Article:
There are more Chinese restaurants in this country than McDonald’s and Burger Kings put together. The Walgreens across from our offices has a sushi bar in it. And every city—major or minor—has its local Thai joint. But what about the cuisines of Asian countries beyond China, Japan and Thailand? They’re gaining more popularity, that’s for sure. Here’s a rundown of some of the major flavors and ingredients in Bhutan, Nepal, Tibet, Myanmar, and Laos.

BHUTAN
Still exempt from McDonald’s and Starbucks, “things are so simple” in Bhutan, says chef Vikas Khanna, whose cookbook Return to the Rivers: Recipes and Memories of the Himalayan River Valleys is nominated for a James Beard Award.

Bhutanese tends towards yak cheese, which Khanna says is an acquired taste. “It’s so strong.” And when writing a recipe that originally included yak cheese, “I had to combine blue, gorgonzola, and Gruyere—nothing matched it.” The national dish, emadashi, is fondue-like melted yak cheese with chilis. Lots of chilis. “They see chilis as a vegetable, not a condiment or spice.”

That’s the first thing Khanna noticed about Bhutan: the chilis. We know them as Sichuan peppers, but in Bhutan they call it timur. “You’ve had it, and associate it with China, but I swear to God there’s nothing so fragrant [as timur in Bhutan].”

Bhutanese red rice is expensive outside of Bhutan but so worth it that he serves it at his New York City restaurant Junoon. “It’s peculiar smelling—almost floral, and also like the first rain on a dry sand.” And they’ve been making buckwheat noodles for centuries. “They have a huge communal press, much like a garlic press, in the middle of the village and they put the dough inside the machine and press it.”

Finally, almost every house has an apple tree. “You just go steal from your neighbor’s tree if you want; everyone does it.”

NEPAL
Nepal overlaps with Indian cuisine so much that Khanna trekked himself to the far northwest region in search of uniquely Nepalese food.

“The use of greens is phenomenal,” he says. Fermented greens called ghundruk are very popular: “When you go to someone’s house, you take homemade ghundruk with you.”

Also preserved: meat. “They have a big concept of preserving meat, and make it in large quantities” all together in the center of town. (There’s less energy above the tree lines and cooks need to capitalize on its rare use.) The main way to do this, a dish they call bhutuwa massu, is to cook the meat low and slow and with lots of chilis and vinegar. “It’s totally not Indian,” says Khanna.

TIBET
It’s a misconception, says Khanna, that being Buddhist means you are also a vegetarian. “His Holiness [the Dalai Lama] isn’t even a vegetarian!” Tibetans eat a lot of beef, he says, which they primarily cook alongside daikon and potatoes and season with timur. “Now that the Chinese are trading, they have more options, but daikon and potatoes are still the two most important vegetables there.”

(Pointing items)
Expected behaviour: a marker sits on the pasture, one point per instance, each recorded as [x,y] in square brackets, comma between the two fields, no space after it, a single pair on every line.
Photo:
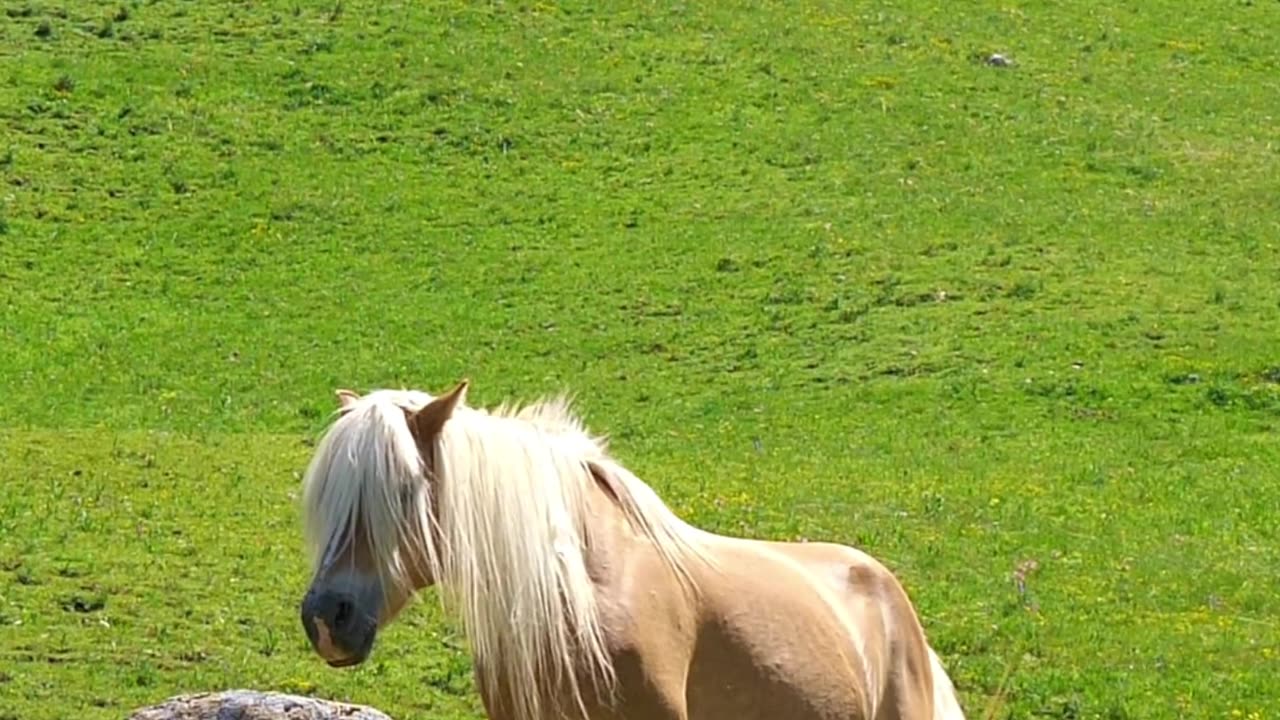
[817,269]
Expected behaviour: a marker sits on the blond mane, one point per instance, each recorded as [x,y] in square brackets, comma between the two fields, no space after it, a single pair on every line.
[511,514]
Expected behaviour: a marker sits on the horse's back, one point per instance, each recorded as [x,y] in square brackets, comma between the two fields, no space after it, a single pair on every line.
[808,632]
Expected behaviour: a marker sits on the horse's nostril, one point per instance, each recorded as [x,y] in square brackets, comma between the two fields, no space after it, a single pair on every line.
[342,614]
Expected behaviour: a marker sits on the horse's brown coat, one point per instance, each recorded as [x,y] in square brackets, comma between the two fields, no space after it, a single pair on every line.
[771,630]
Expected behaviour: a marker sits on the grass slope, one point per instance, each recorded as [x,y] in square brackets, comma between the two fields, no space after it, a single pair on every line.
[817,269]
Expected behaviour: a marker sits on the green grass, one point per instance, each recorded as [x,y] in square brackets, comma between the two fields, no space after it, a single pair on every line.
[817,269]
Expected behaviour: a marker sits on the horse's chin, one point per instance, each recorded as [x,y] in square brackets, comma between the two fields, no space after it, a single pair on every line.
[347,661]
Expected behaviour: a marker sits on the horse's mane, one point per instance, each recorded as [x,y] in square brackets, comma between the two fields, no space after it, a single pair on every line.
[511,513]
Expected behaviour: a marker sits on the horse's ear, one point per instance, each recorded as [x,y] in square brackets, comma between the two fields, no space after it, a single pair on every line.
[346,399]
[428,422]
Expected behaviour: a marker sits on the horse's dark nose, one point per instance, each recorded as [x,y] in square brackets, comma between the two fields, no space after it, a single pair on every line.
[336,610]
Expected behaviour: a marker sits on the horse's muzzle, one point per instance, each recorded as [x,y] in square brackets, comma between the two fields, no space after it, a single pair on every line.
[339,629]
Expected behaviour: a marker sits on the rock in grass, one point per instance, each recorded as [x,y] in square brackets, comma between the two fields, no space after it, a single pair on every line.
[254,705]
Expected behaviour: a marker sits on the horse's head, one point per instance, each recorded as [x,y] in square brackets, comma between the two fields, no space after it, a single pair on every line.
[370,520]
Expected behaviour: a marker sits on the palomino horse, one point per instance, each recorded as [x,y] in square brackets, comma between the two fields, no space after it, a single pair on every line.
[580,592]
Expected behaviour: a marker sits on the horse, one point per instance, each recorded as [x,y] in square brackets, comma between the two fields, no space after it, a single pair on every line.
[580,592]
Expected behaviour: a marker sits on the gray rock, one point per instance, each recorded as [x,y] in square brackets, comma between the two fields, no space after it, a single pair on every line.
[254,705]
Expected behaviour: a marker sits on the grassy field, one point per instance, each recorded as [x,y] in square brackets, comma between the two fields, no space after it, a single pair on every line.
[817,268]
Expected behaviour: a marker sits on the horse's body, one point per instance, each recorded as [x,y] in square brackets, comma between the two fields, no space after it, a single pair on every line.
[583,596]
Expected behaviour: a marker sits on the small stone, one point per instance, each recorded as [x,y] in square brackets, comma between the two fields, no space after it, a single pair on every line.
[254,705]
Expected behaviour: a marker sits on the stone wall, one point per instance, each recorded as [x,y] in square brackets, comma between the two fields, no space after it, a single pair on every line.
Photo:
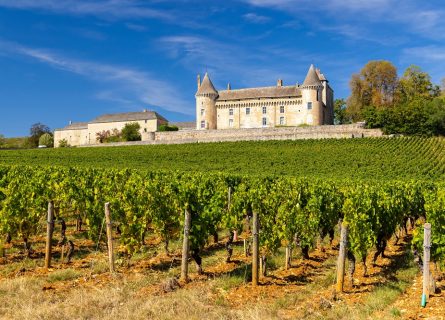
[281,133]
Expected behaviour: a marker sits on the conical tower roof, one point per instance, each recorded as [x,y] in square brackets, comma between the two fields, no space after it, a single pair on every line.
[206,88]
[312,79]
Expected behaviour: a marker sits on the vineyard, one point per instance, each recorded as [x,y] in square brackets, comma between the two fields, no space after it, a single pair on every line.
[384,190]
[363,159]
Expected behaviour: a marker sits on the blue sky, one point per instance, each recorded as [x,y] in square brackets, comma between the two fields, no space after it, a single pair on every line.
[64,60]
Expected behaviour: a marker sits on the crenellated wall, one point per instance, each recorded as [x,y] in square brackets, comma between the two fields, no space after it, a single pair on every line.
[280,133]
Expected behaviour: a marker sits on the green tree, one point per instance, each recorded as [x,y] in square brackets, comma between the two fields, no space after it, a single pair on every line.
[416,84]
[131,132]
[442,87]
[340,114]
[36,131]
[46,139]
[375,85]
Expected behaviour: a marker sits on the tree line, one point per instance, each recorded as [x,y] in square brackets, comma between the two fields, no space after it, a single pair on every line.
[411,104]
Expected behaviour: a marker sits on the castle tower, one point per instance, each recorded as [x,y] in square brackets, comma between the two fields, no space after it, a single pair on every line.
[206,104]
[311,91]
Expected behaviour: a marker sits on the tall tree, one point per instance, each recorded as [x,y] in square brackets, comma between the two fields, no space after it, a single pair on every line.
[375,85]
[416,84]
[442,87]
[36,131]
[340,115]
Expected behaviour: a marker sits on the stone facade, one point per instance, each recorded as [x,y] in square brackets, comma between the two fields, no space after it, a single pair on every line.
[279,133]
[311,103]
[85,133]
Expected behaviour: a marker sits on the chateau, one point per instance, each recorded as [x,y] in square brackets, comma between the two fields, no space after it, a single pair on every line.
[311,103]
[85,133]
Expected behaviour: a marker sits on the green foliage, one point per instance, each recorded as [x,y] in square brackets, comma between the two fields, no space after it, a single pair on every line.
[130,132]
[288,207]
[340,113]
[404,158]
[416,84]
[166,127]
[63,143]
[375,85]
[417,117]
[46,139]
[411,104]
[107,136]
[37,130]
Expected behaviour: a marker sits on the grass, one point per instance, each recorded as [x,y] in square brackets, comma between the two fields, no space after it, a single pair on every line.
[381,297]
[63,275]
[364,159]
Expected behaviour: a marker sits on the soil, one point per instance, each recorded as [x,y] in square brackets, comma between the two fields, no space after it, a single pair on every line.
[306,288]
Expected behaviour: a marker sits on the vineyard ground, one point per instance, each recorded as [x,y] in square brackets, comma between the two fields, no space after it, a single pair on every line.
[85,290]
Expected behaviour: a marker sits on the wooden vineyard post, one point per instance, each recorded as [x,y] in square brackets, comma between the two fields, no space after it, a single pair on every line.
[110,237]
[49,234]
[229,203]
[185,246]
[426,263]
[288,257]
[62,253]
[255,247]
[342,257]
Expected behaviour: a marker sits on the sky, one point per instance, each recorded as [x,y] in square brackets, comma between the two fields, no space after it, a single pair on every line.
[72,60]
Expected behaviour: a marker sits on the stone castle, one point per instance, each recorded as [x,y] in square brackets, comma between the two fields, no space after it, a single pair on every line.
[311,103]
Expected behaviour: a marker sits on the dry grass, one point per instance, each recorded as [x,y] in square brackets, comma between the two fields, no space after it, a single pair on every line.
[24,298]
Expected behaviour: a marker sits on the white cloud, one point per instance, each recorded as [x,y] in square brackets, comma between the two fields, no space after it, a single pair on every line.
[409,16]
[255,18]
[238,64]
[106,8]
[125,84]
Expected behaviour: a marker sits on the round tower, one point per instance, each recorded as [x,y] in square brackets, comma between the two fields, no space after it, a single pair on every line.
[206,95]
[311,91]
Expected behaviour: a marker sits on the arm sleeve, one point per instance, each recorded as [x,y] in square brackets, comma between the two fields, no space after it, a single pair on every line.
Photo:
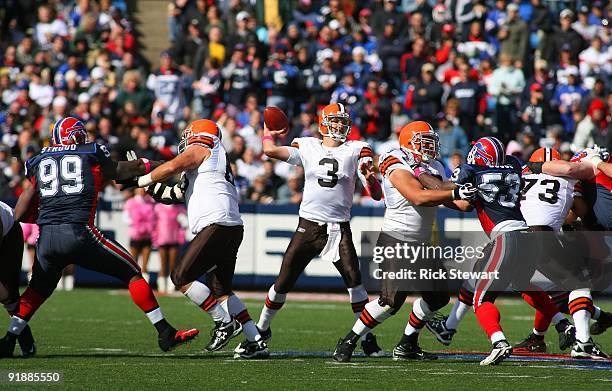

Required task: Transcribe the passage of the article above on Asian cuisines between "There are more" and "Myanmar, and Laos.", inclusive.

Output for this task:
There are more Chinese restaurants in this country than McDonald’s and Burger Kings put together. The Walgreens across from our offices has a sushi bar in it. And every city—major or minor—has its local Thai joint. But what about the cuisines of Asian countries beyond China, Japan and Thailand? They’re gaining more popularity, that’s for sure. Here’s a rundown of some of the major flavors and ingredients in Bhutan, Nepal, Tibet, Myanmar, and Laos.